==== Data ====

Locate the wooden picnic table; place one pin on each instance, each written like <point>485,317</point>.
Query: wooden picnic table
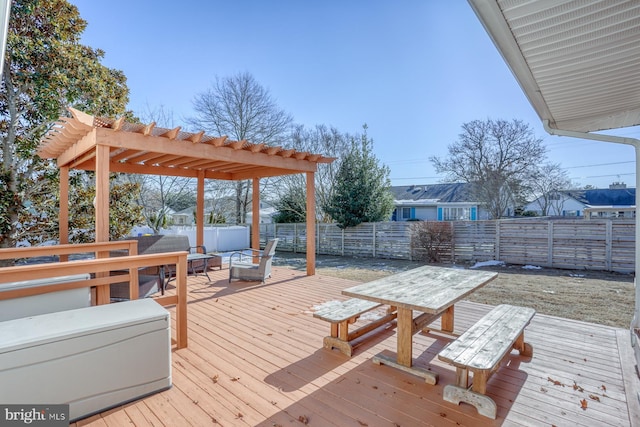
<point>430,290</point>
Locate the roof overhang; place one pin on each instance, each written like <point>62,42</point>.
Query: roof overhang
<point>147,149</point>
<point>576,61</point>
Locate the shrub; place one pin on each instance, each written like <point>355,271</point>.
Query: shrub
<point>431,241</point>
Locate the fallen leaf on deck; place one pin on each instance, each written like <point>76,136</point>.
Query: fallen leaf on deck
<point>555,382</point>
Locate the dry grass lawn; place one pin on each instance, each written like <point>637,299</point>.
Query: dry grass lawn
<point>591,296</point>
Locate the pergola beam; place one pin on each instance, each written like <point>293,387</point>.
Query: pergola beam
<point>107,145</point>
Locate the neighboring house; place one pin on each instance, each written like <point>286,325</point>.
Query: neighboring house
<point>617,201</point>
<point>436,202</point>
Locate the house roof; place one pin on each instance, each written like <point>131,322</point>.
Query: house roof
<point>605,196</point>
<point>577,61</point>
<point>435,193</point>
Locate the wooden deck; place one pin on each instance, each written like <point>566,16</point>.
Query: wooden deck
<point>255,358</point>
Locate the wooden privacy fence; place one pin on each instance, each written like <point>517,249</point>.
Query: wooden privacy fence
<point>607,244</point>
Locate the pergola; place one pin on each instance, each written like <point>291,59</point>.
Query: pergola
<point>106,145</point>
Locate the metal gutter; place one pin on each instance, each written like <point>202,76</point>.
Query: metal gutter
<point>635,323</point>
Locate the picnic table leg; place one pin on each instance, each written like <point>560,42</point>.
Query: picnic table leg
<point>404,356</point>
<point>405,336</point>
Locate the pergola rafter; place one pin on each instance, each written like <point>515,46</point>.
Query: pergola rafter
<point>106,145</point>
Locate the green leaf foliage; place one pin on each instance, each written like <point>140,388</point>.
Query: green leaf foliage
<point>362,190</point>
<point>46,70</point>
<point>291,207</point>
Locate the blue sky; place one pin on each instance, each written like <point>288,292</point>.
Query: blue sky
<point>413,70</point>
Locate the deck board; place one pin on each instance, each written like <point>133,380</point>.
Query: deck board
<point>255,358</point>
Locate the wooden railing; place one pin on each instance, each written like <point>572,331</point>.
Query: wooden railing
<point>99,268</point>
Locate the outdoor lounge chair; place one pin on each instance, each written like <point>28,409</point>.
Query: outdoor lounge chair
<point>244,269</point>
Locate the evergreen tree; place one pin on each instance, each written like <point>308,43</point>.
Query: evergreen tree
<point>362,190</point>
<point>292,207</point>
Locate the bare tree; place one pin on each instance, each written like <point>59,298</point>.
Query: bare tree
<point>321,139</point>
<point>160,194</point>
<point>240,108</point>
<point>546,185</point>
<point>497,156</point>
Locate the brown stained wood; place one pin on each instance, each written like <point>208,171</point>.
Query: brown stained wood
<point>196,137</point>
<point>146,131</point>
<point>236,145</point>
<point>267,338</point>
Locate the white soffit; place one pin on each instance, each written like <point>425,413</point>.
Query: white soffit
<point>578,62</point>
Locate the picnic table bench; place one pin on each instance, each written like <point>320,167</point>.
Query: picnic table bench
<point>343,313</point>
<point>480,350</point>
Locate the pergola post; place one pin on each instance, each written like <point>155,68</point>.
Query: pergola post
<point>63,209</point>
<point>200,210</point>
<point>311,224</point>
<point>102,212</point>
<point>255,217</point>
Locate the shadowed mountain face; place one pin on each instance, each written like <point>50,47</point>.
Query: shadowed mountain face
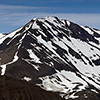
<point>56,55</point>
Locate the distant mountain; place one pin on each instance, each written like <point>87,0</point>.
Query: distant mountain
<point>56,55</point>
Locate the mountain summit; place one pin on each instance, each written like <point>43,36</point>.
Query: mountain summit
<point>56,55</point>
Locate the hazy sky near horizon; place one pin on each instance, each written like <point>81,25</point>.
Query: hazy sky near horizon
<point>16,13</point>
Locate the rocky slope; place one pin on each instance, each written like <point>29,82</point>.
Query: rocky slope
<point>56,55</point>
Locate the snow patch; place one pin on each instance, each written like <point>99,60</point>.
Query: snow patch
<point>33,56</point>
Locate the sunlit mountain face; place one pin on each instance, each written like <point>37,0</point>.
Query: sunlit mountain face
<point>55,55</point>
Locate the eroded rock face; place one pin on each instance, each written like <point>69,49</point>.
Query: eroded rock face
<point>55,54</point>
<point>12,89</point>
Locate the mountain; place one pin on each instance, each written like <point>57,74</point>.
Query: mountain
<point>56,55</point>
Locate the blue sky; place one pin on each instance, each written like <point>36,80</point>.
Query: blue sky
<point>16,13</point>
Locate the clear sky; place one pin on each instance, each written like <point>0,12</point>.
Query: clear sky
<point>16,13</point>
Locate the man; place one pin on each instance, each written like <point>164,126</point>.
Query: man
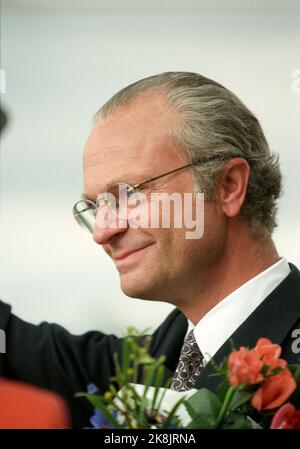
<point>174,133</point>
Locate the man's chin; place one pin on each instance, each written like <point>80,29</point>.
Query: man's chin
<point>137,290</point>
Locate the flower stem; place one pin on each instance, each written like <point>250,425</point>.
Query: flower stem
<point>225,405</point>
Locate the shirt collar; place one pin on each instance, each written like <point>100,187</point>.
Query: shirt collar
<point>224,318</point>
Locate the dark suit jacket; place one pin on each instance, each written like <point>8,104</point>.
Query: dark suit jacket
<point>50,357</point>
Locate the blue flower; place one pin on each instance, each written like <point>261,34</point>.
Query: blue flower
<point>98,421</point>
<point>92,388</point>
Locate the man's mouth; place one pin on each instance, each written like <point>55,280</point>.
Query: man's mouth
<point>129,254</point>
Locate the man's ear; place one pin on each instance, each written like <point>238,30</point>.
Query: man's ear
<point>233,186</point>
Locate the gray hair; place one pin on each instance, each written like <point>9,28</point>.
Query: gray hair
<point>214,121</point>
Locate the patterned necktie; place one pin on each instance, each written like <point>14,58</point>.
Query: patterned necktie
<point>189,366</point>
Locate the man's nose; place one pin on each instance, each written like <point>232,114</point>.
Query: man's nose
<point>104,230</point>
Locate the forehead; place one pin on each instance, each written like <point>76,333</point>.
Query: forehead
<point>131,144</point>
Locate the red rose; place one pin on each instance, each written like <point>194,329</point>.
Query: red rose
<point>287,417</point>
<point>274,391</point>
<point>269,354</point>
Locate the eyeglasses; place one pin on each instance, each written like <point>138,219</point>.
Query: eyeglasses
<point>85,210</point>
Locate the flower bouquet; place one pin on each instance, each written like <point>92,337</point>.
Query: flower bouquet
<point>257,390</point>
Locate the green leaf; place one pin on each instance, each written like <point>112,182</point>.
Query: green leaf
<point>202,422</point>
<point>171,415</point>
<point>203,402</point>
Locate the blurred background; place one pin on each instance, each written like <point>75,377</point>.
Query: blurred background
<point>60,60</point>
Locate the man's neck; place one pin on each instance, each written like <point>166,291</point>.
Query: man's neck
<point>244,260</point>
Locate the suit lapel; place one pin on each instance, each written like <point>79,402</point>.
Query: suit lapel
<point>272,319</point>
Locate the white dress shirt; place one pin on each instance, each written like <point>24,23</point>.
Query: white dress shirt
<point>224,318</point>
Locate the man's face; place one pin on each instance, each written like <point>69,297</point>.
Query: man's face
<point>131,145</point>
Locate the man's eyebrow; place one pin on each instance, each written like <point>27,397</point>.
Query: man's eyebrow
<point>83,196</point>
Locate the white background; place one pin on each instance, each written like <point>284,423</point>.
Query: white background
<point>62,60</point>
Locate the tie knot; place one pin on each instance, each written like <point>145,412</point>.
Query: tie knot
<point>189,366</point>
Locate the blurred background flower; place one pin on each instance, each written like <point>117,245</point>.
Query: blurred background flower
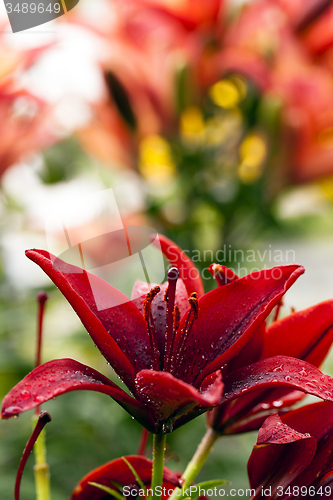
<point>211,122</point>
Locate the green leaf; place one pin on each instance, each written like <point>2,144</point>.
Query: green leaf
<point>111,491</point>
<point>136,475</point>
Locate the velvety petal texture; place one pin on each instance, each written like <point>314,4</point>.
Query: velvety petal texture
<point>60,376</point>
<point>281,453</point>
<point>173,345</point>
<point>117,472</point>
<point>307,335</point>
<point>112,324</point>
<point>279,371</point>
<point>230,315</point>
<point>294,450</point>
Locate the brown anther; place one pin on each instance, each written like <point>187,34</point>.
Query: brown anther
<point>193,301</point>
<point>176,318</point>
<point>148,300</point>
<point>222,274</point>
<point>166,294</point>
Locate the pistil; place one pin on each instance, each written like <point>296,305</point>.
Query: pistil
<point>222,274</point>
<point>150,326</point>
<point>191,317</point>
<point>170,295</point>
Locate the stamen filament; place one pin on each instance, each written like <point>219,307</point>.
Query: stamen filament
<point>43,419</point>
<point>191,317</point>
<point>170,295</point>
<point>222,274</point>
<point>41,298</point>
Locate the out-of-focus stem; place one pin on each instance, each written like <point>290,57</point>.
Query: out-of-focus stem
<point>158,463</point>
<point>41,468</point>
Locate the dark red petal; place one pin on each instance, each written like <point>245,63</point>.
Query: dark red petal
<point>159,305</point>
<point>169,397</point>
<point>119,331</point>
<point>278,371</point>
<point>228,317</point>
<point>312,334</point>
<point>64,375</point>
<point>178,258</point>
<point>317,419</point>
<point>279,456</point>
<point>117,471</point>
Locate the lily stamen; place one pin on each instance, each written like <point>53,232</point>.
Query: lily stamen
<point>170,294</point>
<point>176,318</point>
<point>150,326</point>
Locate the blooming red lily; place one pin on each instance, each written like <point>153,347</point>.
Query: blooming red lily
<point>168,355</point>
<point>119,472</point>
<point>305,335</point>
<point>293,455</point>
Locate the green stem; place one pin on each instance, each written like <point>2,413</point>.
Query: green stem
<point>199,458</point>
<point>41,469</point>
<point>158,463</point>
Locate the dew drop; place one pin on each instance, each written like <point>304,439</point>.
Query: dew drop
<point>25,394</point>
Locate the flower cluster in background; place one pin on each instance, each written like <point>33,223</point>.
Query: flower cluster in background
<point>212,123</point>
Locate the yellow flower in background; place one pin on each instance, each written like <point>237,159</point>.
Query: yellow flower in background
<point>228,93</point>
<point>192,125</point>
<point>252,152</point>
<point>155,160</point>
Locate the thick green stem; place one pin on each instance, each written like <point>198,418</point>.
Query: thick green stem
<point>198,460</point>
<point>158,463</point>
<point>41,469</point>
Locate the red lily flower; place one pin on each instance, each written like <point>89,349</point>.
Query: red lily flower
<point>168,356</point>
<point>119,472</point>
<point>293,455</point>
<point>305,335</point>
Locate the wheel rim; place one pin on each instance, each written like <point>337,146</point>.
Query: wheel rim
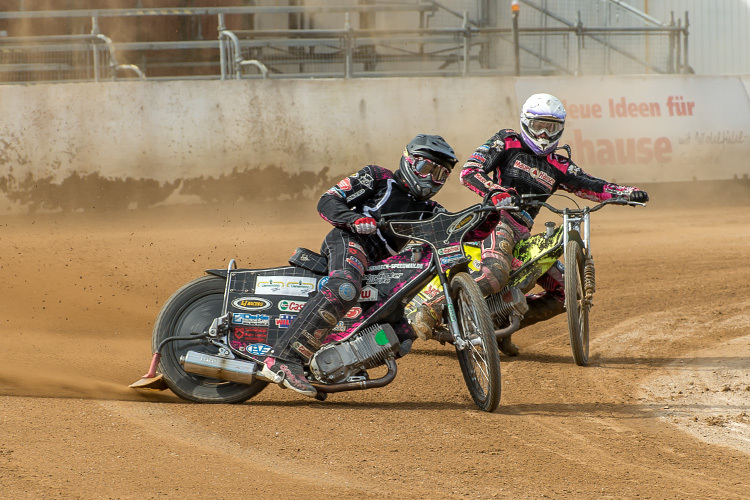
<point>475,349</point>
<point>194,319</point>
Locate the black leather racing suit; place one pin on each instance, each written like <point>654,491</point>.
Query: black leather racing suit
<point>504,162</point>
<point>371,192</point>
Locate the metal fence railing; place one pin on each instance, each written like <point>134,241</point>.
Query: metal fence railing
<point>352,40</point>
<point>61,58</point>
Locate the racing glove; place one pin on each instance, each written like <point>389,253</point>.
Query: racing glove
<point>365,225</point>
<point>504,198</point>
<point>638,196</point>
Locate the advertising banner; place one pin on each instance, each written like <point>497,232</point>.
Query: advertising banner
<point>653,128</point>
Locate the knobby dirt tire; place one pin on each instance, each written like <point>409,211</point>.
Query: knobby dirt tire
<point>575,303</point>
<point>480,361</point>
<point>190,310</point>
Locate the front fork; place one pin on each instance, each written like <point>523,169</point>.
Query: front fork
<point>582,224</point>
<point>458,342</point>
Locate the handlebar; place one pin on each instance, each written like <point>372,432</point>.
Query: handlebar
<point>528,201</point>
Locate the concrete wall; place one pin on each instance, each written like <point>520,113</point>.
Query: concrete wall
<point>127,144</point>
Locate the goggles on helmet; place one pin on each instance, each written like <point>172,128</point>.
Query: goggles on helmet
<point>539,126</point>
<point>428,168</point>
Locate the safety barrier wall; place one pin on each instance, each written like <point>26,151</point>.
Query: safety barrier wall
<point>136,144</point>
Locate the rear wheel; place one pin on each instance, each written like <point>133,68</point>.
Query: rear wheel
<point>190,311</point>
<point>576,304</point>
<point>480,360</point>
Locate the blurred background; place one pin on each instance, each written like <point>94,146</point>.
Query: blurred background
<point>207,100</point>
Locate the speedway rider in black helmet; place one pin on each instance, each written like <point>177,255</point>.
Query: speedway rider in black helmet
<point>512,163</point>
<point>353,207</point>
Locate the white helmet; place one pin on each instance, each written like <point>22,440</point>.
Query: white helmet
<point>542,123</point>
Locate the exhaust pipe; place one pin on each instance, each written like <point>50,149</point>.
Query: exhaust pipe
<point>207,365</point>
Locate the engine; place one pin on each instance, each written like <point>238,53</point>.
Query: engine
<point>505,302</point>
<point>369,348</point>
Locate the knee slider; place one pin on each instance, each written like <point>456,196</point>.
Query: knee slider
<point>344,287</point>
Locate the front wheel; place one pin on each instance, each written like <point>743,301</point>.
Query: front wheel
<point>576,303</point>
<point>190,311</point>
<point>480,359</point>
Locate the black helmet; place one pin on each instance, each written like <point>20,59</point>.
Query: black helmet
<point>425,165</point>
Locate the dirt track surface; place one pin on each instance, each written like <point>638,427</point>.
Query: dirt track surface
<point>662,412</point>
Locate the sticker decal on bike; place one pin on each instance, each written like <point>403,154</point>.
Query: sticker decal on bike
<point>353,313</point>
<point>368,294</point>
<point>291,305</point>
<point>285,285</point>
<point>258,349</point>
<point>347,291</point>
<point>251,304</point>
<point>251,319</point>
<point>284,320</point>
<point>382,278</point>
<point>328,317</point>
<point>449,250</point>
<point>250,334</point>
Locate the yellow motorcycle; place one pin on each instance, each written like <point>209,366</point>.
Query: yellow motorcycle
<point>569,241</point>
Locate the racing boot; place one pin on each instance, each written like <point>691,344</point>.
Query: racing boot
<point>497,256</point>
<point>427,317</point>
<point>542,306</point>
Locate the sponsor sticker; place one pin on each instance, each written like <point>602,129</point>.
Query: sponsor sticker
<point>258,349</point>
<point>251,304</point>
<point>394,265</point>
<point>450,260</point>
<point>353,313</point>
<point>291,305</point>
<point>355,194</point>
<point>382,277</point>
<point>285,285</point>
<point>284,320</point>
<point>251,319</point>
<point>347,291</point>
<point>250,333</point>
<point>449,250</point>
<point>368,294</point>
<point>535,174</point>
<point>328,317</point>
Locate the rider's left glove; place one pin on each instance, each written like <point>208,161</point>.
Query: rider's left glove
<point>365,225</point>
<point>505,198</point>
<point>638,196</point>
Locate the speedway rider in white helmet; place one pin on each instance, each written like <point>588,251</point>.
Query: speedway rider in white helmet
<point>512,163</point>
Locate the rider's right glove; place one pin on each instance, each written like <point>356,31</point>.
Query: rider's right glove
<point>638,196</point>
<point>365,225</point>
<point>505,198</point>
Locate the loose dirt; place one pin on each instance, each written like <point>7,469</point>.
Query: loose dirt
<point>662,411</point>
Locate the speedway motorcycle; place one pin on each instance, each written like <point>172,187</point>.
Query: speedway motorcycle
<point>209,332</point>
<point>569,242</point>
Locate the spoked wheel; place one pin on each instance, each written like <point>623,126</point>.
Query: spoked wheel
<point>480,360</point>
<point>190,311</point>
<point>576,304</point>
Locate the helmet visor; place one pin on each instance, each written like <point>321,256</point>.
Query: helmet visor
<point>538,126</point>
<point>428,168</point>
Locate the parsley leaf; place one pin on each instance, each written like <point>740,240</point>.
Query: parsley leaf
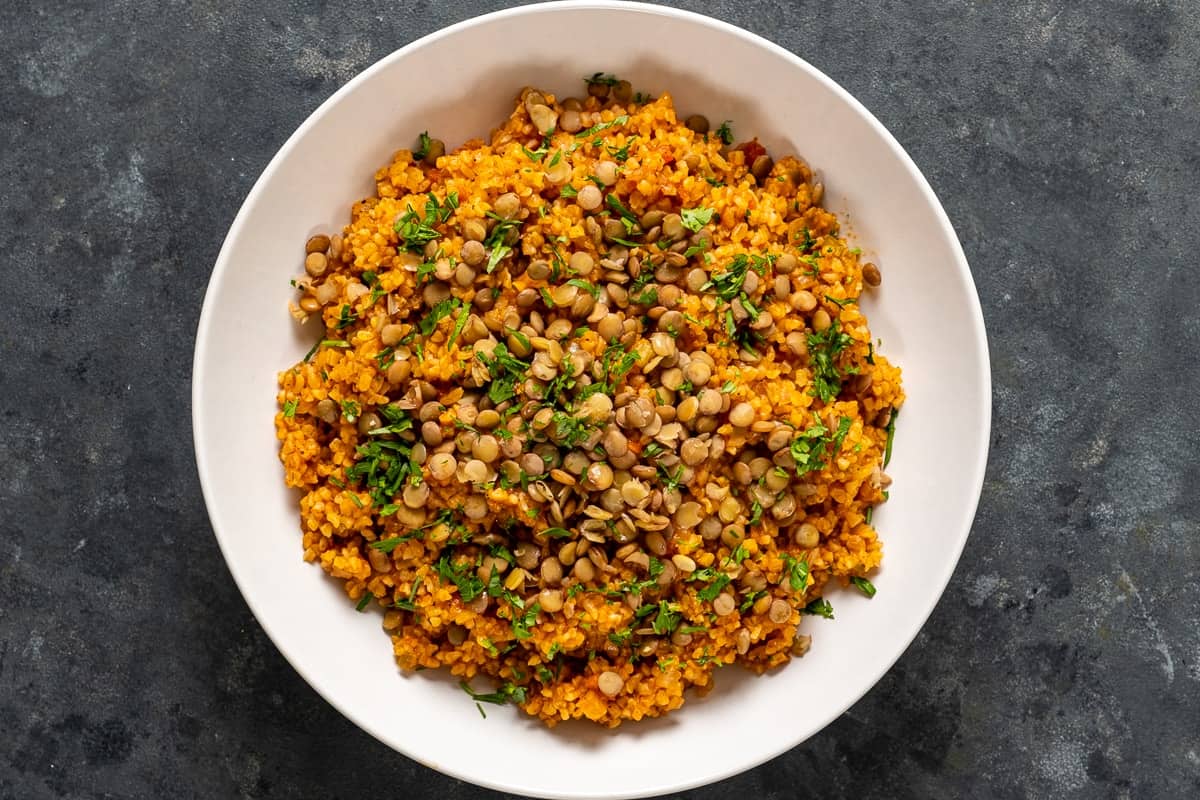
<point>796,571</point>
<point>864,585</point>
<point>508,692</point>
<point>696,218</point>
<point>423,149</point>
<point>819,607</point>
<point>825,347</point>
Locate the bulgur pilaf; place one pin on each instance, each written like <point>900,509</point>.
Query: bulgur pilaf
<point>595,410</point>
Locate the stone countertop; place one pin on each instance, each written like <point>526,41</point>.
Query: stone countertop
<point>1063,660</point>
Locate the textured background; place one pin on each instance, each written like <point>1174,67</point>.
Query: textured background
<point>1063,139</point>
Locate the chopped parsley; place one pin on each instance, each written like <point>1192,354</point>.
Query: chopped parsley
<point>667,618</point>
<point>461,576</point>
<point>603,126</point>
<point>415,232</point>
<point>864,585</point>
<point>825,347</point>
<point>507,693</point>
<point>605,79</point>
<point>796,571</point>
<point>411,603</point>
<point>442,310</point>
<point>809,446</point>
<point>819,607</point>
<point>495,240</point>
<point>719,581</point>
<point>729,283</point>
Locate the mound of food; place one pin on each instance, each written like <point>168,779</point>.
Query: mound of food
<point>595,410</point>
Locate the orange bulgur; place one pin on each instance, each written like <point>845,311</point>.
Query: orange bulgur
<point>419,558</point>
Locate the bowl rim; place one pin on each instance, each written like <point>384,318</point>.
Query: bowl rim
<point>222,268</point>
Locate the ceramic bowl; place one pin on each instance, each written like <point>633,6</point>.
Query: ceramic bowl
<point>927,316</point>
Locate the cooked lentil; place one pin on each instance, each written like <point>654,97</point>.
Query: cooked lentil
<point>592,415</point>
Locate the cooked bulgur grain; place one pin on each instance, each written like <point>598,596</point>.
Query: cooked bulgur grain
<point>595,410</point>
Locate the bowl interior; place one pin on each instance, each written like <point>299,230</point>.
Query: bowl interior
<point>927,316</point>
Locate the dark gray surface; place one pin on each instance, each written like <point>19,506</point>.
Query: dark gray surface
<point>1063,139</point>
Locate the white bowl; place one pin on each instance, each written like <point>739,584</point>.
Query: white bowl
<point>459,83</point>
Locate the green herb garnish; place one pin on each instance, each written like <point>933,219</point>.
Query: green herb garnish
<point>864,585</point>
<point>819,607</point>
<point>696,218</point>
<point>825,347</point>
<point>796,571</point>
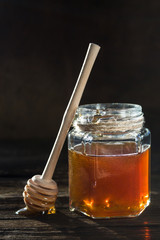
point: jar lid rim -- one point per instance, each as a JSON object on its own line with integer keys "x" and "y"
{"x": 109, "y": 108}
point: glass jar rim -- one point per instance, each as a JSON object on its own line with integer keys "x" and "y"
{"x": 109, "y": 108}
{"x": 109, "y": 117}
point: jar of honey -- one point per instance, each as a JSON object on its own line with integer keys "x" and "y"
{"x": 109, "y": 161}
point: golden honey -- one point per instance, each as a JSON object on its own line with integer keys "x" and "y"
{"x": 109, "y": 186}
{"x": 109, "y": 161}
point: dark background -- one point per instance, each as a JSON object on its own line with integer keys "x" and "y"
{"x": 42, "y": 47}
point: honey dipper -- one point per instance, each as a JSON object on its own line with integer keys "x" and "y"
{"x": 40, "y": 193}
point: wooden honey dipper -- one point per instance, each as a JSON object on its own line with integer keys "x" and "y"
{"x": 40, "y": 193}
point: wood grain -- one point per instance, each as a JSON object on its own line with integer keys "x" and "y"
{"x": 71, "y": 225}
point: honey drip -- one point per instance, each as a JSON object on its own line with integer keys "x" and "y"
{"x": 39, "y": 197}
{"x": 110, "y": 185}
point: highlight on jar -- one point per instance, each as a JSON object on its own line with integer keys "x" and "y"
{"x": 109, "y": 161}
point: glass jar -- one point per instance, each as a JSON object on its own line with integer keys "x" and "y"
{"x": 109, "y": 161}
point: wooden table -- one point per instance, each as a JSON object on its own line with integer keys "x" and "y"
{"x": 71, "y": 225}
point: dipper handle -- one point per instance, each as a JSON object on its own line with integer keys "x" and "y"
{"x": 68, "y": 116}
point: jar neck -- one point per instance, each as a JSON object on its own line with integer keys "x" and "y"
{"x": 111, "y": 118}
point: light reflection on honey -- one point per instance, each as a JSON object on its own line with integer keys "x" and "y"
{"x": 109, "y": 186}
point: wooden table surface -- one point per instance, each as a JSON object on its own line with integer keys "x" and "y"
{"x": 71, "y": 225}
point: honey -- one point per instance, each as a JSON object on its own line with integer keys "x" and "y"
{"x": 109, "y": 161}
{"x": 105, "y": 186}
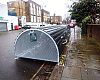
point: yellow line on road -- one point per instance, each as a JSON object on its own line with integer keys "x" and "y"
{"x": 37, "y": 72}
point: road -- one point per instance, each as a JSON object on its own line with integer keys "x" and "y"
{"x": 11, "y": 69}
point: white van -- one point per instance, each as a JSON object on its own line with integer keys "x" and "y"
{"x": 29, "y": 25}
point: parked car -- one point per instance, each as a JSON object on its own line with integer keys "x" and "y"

====

== To be done ==
Take the line with "point: wooden honey" as the first line and the last line of the records above as the final one; reproduce exactly the lines between them, both included, without pictures.

== Solved exercise ==
point: wooden honey dipper -- one point per instance, each as a JSON object on its own line with integer keys "x" and "y"
{"x": 40, "y": 193}
point: wood grain -- one point per instance, each as a JSON object on its own line with integer keys "x" and "y"
{"x": 71, "y": 225}
point: honey drip -- one point per instance, each as a JSON object on its own line with integer keys "x" and "y"
{"x": 39, "y": 197}
{"x": 110, "y": 185}
point: highlight on jar -- one point per instance, each as a JSON object on its own line with integer keys "x" and "y"
{"x": 109, "y": 161}
point: glass jar -- one point per instance, each as a JSON object on its own line with integer keys "x" and "y"
{"x": 109, "y": 161}
point: wooden table -- one point per instance, each as a JSON object on its own line with integer keys "x" and "y"
{"x": 71, "y": 225}
point: dipper handle -- one point per instance, each as a JSON object on its own line with integer keys "x" and "y"
{"x": 68, "y": 116}
point: jar neck -- one point per instance, each as a JSON object on its own line with integer keys "x" and "y"
{"x": 111, "y": 118}
point: light reflection on honey -- one point per instance, each as a JSON object on its own line with integer keys "x" and "y"
{"x": 109, "y": 186}
point: wooden table surface -- one point per instance, each as a JSON object on its own line with integer keys "x" and "y"
{"x": 71, "y": 225}
point: honey -- one point per instance, each as a JSON object on its own line with integer keys "x" and "y"
{"x": 109, "y": 161}
{"x": 105, "y": 186}
point: yellow line on road -- one point per instance, each as a JSON object on its own line with integer keys "x" and "y"
{"x": 37, "y": 72}
point: road -- one point per instance, each as a JSON object on its own line with integer keys "x" and "y"
{"x": 11, "y": 69}
point: white van -- one point per instance, each as a JSON object on its own line with integer keys "x" and "y"
{"x": 29, "y": 25}
point: parked car -- one point per instance, each as a JSON object on its own line with integer keys "x" and "y"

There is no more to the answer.